OBJECTIVE =
Type out every line below exactly as it reads.

TASK INPUT =
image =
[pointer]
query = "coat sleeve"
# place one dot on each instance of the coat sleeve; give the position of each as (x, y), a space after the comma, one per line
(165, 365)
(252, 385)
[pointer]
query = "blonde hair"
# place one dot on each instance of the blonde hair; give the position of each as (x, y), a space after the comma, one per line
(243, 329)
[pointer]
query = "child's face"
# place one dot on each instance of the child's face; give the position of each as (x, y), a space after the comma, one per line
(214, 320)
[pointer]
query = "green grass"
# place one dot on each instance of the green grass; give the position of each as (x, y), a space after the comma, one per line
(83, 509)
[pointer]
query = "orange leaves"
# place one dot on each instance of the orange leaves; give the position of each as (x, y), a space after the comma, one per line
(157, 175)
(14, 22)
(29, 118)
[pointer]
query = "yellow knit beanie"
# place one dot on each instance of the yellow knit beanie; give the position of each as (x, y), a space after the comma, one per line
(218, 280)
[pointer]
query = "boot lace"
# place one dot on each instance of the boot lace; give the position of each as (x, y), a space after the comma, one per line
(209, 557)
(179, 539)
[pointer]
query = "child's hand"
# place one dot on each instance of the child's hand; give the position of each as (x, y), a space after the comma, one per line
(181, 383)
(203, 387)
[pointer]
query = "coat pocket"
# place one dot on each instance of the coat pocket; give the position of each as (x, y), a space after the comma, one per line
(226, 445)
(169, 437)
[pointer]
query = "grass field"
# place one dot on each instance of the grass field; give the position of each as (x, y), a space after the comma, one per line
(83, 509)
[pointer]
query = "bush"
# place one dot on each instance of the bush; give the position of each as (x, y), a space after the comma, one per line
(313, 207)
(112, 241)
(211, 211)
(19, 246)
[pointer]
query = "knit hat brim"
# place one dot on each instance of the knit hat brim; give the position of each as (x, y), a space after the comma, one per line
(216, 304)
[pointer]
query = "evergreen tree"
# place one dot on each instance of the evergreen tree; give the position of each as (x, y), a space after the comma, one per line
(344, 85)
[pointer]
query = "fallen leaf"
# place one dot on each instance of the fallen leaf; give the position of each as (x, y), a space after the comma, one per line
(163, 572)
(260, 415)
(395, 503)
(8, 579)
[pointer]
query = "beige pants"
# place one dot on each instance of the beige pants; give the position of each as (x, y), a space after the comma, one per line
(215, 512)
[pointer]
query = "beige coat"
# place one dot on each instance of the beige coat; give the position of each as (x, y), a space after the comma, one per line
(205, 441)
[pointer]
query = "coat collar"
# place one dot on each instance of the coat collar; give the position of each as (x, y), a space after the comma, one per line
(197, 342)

CORRECT OUTPUT =
image =
[pointer]
query = "coat sleeve"
# place one dot on each instance of the coat sleeve; give the position of each as (x, y), a space after the comma, one per line
(165, 365)
(252, 385)
[pointer]
query = "blonde hair"
# place one dot on each instance of the blonde hair; give the position of each as (x, y), a space after the comma, one per line
(243, 329)
[pointer]
query = "child's face"
# place one dot on each instance of the child's face; give the position of each as (x, y), a space after the comma, one per line
(214, 320)
[pointer]
query = "green grass"
# place one dot on each instance of the green grass; give the position of each as (x, y), a space after the comma, one per line
(83, 509)
[pointer]
query = "orange leaves"
# place one dot on each instance of the orange leaves; give the position of each as (x, y), a space after the comma, one per line
(157, 175)
(14, 22)
(29, 118)
[pointer]
query = "yellow knit beanie"
# place one dot on each instance of the yellow knit beanie; give the position of each as (x, y), a space after the comma, one per line
(218, 280)
[pointer]
query = "boot lace"
# place one dot on each instance of the boot lace; give the position of each as (x, y), a space after the comma, one per line
(209, 557)
(179, 539)
[pointer]
query = "child's hand"
# place one dot on each instance of the child's hand; give the position of each as (x, y), a space after the comma, one per line
(181, 383)
(203, 387)
[pointer]
query = "coat pocket"
# place one dot on each instance of the coat pocket; give the position of each as (x, y), a space after the comma, one per line
(226, 445)
(169, 437)
[pointer]
query = "grass field"
# place one dot on each instance of the grass field; give the position of each as (x, y), a space after the comma, one per line
(83, 509)
[pointer]
query = "bush"
# place one dot on each instance of the bush; give the position of each as (x, y), a space after the comma, one per line
(313, 207)
(112, 241)
(211, 211)
(19, 246)
[pointer]
query = "knit hat brim"
# place one dot on each instance of the knit hat brim; give the position of each as (x, y), a space after the comma, one per line
(216, 304)
[pointer]
query = "evergreen tree"
# place one dot on each instance of the evergreen tree; give the position of each as (x, y), a space after the comma, one per line
(344, 85)
[pointer]
query = "fallen leaf"
# place one dot on each instance of the fallen leaf; give the position of each as (x, y), a space after the comma, one per line
(163, 572)
(260, 415)
(395, 503)
(8, 579)
[pointer]
query = "beige pants"
# place one dot on each instance of the beige pants; give the position of each as (x, y), a space after the comma, one per line
(215, 512)
[pointer]
query = "beige coat"
# place one dot on each instance of the beige coat; give the position of each as (x, y), a space after the comma, one per line
(205, 441)
[pointer]
query = "coat collar"
# place one dot on each instance of the coat collar; give the position of each as (x, y), a space after the comma, one per line
(197, 342)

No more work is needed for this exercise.